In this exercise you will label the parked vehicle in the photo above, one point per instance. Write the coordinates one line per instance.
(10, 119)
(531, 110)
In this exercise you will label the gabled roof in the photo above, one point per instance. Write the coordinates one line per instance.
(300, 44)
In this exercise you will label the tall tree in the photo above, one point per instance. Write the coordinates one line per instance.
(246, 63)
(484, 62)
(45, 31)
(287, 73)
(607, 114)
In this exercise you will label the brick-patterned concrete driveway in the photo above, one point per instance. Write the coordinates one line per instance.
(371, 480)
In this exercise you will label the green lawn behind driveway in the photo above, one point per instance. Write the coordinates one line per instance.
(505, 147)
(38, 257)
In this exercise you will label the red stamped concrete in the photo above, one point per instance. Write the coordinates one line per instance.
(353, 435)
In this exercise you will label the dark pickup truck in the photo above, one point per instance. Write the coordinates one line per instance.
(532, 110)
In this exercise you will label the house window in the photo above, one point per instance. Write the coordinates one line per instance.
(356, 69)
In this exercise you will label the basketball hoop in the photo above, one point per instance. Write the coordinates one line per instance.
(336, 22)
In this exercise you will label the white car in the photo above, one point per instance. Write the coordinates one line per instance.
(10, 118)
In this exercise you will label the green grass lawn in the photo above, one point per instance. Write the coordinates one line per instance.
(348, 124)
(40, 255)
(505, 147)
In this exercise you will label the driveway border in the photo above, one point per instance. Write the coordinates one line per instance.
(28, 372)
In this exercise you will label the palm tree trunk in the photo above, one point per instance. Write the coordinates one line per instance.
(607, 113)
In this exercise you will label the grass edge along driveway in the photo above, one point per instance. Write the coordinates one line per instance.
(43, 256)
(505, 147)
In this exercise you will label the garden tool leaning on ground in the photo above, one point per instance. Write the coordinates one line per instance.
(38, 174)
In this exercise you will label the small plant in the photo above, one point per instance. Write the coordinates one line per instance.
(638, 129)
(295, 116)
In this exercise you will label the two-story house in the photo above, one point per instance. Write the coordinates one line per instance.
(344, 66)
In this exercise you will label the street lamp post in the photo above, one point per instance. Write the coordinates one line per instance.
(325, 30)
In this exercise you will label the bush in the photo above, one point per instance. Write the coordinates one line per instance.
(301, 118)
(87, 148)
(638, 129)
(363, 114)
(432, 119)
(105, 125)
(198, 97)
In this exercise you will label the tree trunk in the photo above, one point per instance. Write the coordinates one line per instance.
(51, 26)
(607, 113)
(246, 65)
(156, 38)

*-*-*

- **Goal of the exercise**: Please write out all the items above again, putting "positions" in place of every "coordinates" and leaving everything else unchanged.

- **Solved exercise**:
In this exercise you will label the parked vehicle in the photo above, one point per instance. Write the positions one line per instance.
(10, 119)
(531, 110)
In this exercise you will label the gabled roof in the photo above, one point per instance. Write the positions one line per instance.
(300, 44)
In this exercise you will label the tall tree in the photo above, one point per instance. Write the positions one line per instance.
(246, 63)
(484, 62)
(45, 31)
(287, 73)
(607, 114)
In this exercise you will label the brick-patterned concrete driveway in the photo above, one point per instance. Write the positions one line per instance.
(371, 480)
In this exercise you will label the green lawn behind driveway in the photo above, one point per instance. Write the positions one line per instance.
(505, 147)
(38, 257)
In this exercise you will label the red stamped concrete in the photo above, one point per instance. Write the positions one line per instance.
(353, 435)
In this exercise you will label the dark pickup truck in the photo above, one point per instance. Write the positions one line per instance.
(532, 110)
In this exercise you will label the house window in the photo above, one point per instance. Write the positions one line per instance.
(356, 69)
In this exercise you will label the basketball hoop in the photo above, one point per instance. Write the positions one line per instance.
(336, 22)
In this exercise you will label the white car in the photo above, one point per instance. Write the positions one line per instance.
(10, 118)
In this exercise you will label the green grass lawn in the photo above, one point per instance. Write the positions one line per instance.
(348, 124)
(40, 255)
(505, 147)
In this exercise you will label the driveway border in the photo above, one point per instance. Write the positions one line per instance.
(28, 372)
In this exercise you will label the palm tree trunk in the photo above, one point per instance. Write the positions one line per instance.
(607, 113)
In this exercise you will label the grass edge along driveway in the photo above, one point per instance. Write the positions one line per instance.
(43, 256)
(505, 147)
In this exercise you will label the garden tool leaning on ground in the photo above, one point per instance. Write the positions one line per instance.
(38, 174)
In this exercise you will label the small plant in the photo above, one point per instance. Write the positions one line per instance.
(638, 129)
(295, 116)
In this exercise you will label the two-story house in the photo above, one point per instance. Write the positions one line per instance.
(344, 66)
In this exercise you will label the street lamp post in the photo above, one point per instance. Write the positions one line per instance.
(325, 30)
In this exercise you will label the bush in the photo above, one point per instance. Write the positions one line per instance.
(301, 118)
(87, 148)
(638, 129)
(363, 114)
(432, 119)
(105, 125)
(198, 97)
In this exercise you will label the tree trunk in the photo above, one point per instance. Write the positions one line per instance.
(51, 26)
(607, 113)
(246, 65)
(156, 38)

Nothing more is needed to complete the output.